SELECTED EXCERPT

# Example Notebook of Running 100 images through megadetector only
https://pypi.org/project/megadetector/  

The model is not any faster than running speciesnet as an ensemble.  
This is more of a proof of concept for 'what if we ran MD only?'

In [1]:
# Hush ye annoyances
import warnings
warnings.filterwarnings('ignore')
print("=== Warnings Ignored ===")



In [2]:
%%time
# Single dependency library
!pip install --quiet megadetector > /dev/null 2>&1 # Put thy annoyances elsewhere
print("=== MegaDetector Installed ===")

=== MegaDetector Installed ===
CPU times: user 1.37 s, sys: 396 ms, total: 1.76 s
Wall time: 2min 6s


In [3]:
# Data Handling
import pandas as pd
import numpy as np

# IO - getting files and images from MongoDB and S3
from pymongo import MongoClient
from kaggle_secrets import UserSecretsClient
from pathlib import Path
from tqdm import tqdm

import os
import re
import shutil
import json
import time
import requests

# Image preprocessing and multithreading
import cv2
from concurrent.futures import ThreadPoolExecutor, as_completed

# Megadetector
from megadetector.utils import url_utils, path_utils
from megadetector.visualization import visualization_utils as vis_utils
from megadetector.detection.run_detector_batch import load_and_run_detector_batch, write_results_to_file

# Pretty Views
from IPython.display import display
from IPython.display import JSON

print("=== Libraries Loaded ===")

=== Libraries Loaded ===


In [4]:
# Get the stored mongo uri secret
user_secrets = UserSecretsClient()
mongo_uri = user_secrets.get_secret("MONGO_URI")

# Connect to the MongoDB client
client = MongoClient(mongo_uri)
 
# Access the database and collection
db = client['test']
collection = db['cameratrapmedias'] 
 
# Pull only documents with publicURL
cursor = collection.find({'publicURL': {'$exists': True}}, {'_id': 0, 'publicURL': 1, 'mediaID': 1}).limit(100)
df = pd.DataFrame(list(cursor))

# deduplicate the publicURLs by using the mediaID
df = df.drop_duplicates(subset=['mediaID'], keep='first')

# Return to rows
rows = df.to_dict(orient='records')
print(f"Loaded {len(rows)} image URLs")

Loaded 100 image URLs


In [5]:
%%time
# planning to save all to working directory images with a resize
image_dir = Path('images')
image_dir.mkdir(parents=True, exist_ok=True)

# Target Height
TARGET_HEIGHT = 256

# Resize Target
def resize_keep_aspect_ratio(image, target_height):
    h, w = image.shape[:2]
    new_width = int(w * (target_height / h))
    resized = cv2.resize(image, (new_width, target_height))
    return resized

# --- Worker Function ---

def download_resize_save(row):
    url = row['publicURL']
    filename = f"{row['mediaID']}.jpg"
    out_path = image_dir / filename

    if out_path.exists():
        return (url, True, "Already exists")

MATERIAL

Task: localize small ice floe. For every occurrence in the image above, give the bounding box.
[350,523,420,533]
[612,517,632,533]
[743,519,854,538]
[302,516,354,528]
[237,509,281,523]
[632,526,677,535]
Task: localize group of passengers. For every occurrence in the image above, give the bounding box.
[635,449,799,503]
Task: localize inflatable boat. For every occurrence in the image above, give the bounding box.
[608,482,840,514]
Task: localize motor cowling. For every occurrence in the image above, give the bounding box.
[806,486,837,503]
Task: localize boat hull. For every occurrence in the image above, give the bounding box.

WHAT YOU WILL DO
Continue the MegaDetector notebook, starting right after its last line of code. The data is separate material from the MegaDetector notebook.

RESPONSE BELOW
    try:
        resp = requests.get(url, timeout=10)
        resp.raise_for_status()

        img_array = np.frombuffer(resp.content, np.uint8)
        img = cv2.imdecode(img_array, cv2.IMREAD_COLOR)

        if img is None:
            return (url, False, "Failed to decode")

        # Resize
        img = resize_keep_aspect_ratio(img, TARGET_HEIGHT)
        cv2.imwrite(str(out_path), img)
        return (url, True, "Success")

    except Exception as e:
        print(f"❌ Error processing {url}: {e}")
        return (url, False, str(e))

# --- Run Parallel ---

MAX_WORKERS = 16  # Tune based on Kaggle resources, maybe 8-16

results = []
with ThreadPoolExecutor(max_workers=MAX_WORKERS) as executor:
    futures = {executor.submit(download_resize_save, row): row for row in rows}
    for f in tqdm(as_completed(futures), total=len(futures)):
        res = f.result()
        results.append(res)

# --- Summary ---

success_count = sum(1 for _, success, _ in results if success)
fail_count = len(results) - success_count

print(f"✅ Success: {success_count}")
print(f"❌ Failed: {fail_count}")

100%|██████████| 100/100 [00:08<00:00, 11.51it/s]

✅ Success: 100
❌ Failed: 0
CPU times: user 16.1 s, sys: 7.05 s, total: 23.2 s
Wall time: 8.73 s





In [6]:
# Try running from command line
os.environ["WANDB_MODE"] = "disabled"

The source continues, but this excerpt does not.